**Lista de tarefas**
1. No excerto sobre as secretas, que partido apresentou o Projecto de Lei nº 480/XIII/2ª?
2. Repete sem alterações o trecho do excerto sobre as secretas que abre com as palavras que contêm "Tal acesso é, aliás, enfática" e fecha com "do mesmo Serviço.".
---------- Excerto
Quinzenal
Director

Independente
João de Sousa

Quarta-feira, Maio 7, 2025

As secretas à espreita e à escuta…

António Garcia Pereira
António Garcia Pereira
Advogado, especialista em Direito do Trabalho e Professor Universitário

Encontram-se presentemente no Parlamento, para debate e bastante provável aprovação, dois projectos de lei que pretendem consagrar o acesso pelos Serviços de Informações aos dados de tráfego de telemóveis e internet dos cidadãos.

Encontram-se presentemente no Parlamento, para debate e bastante provável aprovação (pois Costa tê-la-á já negociado, pelo menos, com o PSD e o CDS), dois projectos de lei (um do CDS – Projecto de Lei nº 480/XIII/2ª e outro do Governo – Proposta de Lei nº 79/XIII) que pretendem consagrar o acesso pelos Serviços de Informações aos chamados “metadados”, ou seja, aos dados de tráfego de telemóveis e internet dos cidadãos. Isto, claro, sob o habitual pretexto da prevenção da prática de crimes como os de terrorismo ou de espionagem.

Tal acesso é, aliás, enfática e entusiasticamente defendido pelo SIRP – Serviço de Informações da República Portuguesa e até pela Comissão dita de Fiscalização do mesmo Serviço.
--------------------
---------- Entradas de dados
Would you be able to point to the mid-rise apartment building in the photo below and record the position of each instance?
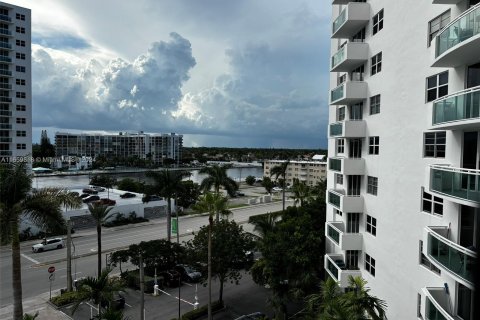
(15, 83)
(404, 153)
(310, 172)
(156, 147)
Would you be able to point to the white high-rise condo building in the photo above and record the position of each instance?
(15, 83)
(404, 153)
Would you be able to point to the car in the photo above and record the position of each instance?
(91, 198)
(188, 273)
(127, 195)
(89, 191)
(48, 244)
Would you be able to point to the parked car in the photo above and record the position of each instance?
(91, 199)
(128, 195)
(187, 273)
(48, 244)
(89, 191)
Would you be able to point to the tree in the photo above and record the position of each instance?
(167, 184)
(217, 177)
(281, 171)
(42, 207)
(100, 214)
(229, 246)
(100, 290)
(250, 180)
--------------------
**Respostas por tarefa**
1. O CDS.

2.
Tal acesso é, aliás, enfática e entusiasticamente defendido pelo SIRP – Serviço de Informações da República Portuguesa e até pela Comissão dita de Fiscalização do mesmo Serviço.